[EXERCISE BRIEF]
Lay out all of the data below as a two-column CSV with the headers text and answer, giving each text and its answer one row. Wrap every field in double quotes and swap any line breaks inside a field for spaces.

[DATA PROVIDED]
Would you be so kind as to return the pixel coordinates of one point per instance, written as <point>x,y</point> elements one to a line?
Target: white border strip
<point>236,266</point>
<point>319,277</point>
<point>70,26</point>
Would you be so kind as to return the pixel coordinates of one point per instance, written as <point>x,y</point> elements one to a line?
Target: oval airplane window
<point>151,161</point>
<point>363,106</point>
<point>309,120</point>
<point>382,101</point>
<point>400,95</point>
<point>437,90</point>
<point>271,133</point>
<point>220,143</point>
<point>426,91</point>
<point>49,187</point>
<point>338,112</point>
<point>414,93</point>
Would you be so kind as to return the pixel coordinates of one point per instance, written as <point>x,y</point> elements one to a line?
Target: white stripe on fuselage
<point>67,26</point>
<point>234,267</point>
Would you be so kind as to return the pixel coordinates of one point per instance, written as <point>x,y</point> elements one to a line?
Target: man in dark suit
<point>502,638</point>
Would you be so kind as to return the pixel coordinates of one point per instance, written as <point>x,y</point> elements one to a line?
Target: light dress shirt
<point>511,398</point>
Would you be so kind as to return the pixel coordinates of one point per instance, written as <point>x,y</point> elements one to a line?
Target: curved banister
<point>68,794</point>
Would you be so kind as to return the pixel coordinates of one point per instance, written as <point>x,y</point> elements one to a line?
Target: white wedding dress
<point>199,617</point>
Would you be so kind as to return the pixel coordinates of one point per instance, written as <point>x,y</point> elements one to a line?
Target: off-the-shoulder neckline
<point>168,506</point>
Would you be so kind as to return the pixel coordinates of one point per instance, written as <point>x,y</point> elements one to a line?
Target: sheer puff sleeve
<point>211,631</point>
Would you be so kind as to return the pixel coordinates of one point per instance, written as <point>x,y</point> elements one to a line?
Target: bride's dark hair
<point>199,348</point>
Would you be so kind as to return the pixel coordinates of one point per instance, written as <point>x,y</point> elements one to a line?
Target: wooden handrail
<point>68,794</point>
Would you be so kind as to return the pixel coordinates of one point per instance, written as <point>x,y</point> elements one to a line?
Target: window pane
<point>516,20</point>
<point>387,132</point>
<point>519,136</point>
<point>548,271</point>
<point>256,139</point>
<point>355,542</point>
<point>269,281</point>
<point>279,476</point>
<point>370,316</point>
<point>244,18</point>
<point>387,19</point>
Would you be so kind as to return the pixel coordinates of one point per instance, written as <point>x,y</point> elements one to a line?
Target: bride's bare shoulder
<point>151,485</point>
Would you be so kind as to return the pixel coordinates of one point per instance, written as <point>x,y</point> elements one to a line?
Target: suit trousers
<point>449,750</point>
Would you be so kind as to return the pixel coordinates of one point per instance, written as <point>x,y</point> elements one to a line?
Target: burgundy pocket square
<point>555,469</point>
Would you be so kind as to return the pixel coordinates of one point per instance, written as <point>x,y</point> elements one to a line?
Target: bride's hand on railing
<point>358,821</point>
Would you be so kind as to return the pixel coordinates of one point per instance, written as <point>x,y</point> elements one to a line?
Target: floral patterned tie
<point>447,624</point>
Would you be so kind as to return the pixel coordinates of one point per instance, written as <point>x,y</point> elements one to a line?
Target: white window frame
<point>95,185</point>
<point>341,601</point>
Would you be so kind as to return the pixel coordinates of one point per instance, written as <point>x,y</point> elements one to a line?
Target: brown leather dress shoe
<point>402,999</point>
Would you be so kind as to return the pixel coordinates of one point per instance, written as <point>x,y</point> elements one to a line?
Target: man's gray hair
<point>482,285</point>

[TASK RESULT]
text,answer
"Would you be so kind as to return the pixel coordinates of one point per instance, written as <point>x,y</point> elements one to a line? Target: white border strip","<point>236,266</point> <point>319,277</point> <point>70,26</point>"
"Would you be so kind as to return the pixel coordinates of one point per instance, written as <point>x,y</point> elements one to a line? Target: oval airplane window","<point>151,161</point> <point>363,106</point> <point>309,120</point> <point>382,101</point> <point>400,95</point> <point>437,90</point> <point>271,133</point> <point>220,143</point> <point>426,91</point> <point>49,187</point> <point>338,112</point> <point>414,93</point>"
"Would you be so kind as to return the pixel coordinates of one point per instance, written as <point>x,y</point> elements one to a line? Target: white stripe on fuselage","<point>67,26</point> <point>234,267</point>"
"Would you be so kind as to return the pixel coordinates of one point per instance, written as <point>x,y</point> elements one to a line? Target: man in dark suit","<point>502,638</point>"
"Would you be so kind as to return the pixel coordinates of one point per instance, written as <point>x,y</point> elements one to a line? Target: light dress shirt","<point>511,398</point>"
"Would you be so kind as to return the pixel coordinates of one point per instance, written as <point>x,y</point> elements one to a line? Target: curved banister","<point>68,794</point>"
"Would you be so kind as to return the pixel coordinates of one point per instance, written as <point>x,y</point> elements one to a line? Target: white wedding dress","<point>199,617</point>"
"Would you be so kind as to return the pixel coordinates of one point per instance, written as <point>x,y</point> elements one to a line? Target: off-the-shoulder neckline","<point>168,506</point>"
"Would you be so kind as to return the pixel coordinates of one point per instance, written as <point>x,y</point> elements one to a line? Target: sheer puff sleeve","<point>211,631</point>"
"Would you be so kind as to return the pixel coordinates of one point per instance, written as <point>x,y</point> elements one to a line? Target: bride's dark hair","<point>199,348</point>"
"Would you be so kind as to return the pixel coordinates of one point per instance, written as <point>x,y</point> elements one to a line? Target: wooden handrail","<point>68,794</point>"
"Would you be so kind as to return the pixel coordinates of one point per instance, written as <point>x,y</point> elements one to a line? Target: window pane","<point>516,20</point> <point>387,132</point> <point>519,136</point> <point>548,271</point> <point>256,139</point> <point>355,542</point> <point>269,281</point> <point>279,476</point> <point>370,316</point> <point>244,18</point> <point>387,19</point>"
"Would you be so kind as to return the pixel coordinates of one point per instance, written as <point>x,y</point> elements one to a line? Target: bride's bare shoulder","<point>151,485</point>"
"Would you be so kind as to return the pixel coordinates of one point per instance, written as <point>x,y</point> elements one to a line? Target: suit trousers","<point>449,750</point>"
"Would you be so kind as to return the pixel coordinates of one point per instance, written as <point>x,y</point> elements one to a line? Target: burgundy pocket square","<point>555,469</point>"
"Would you be so kind as to return the pixel coordinates of one point per instance, written as <point>x,y</point> elements one to a line? Target: bride's hand on railing","<point>358,821</point>"
"Would you be so kind as to return the pixel coordinates of one point per instance, written as <point>x,y</point> elements one to a line? Target: floral patterned tie","<point>447,624</point>"
"Would you be so kind as to return the pixel coordinates of one point per instance, written as <point>x,y</point> elements one to a line? Target: white window frame","<point>95,185</point> <point>341,601</point>"
"Would you be so kind as to return the pixel coordinates of one point per instance, written as <point>x,y</point> elements one to a line? Target: brown leather dress shoe","<point>402,999</point>"
"Would you be so kind as to return the pixel coordinates of one point per instance, written as <point>x,y</point> elements one to a line? Target: man's gray hair","<point>482,285</point>"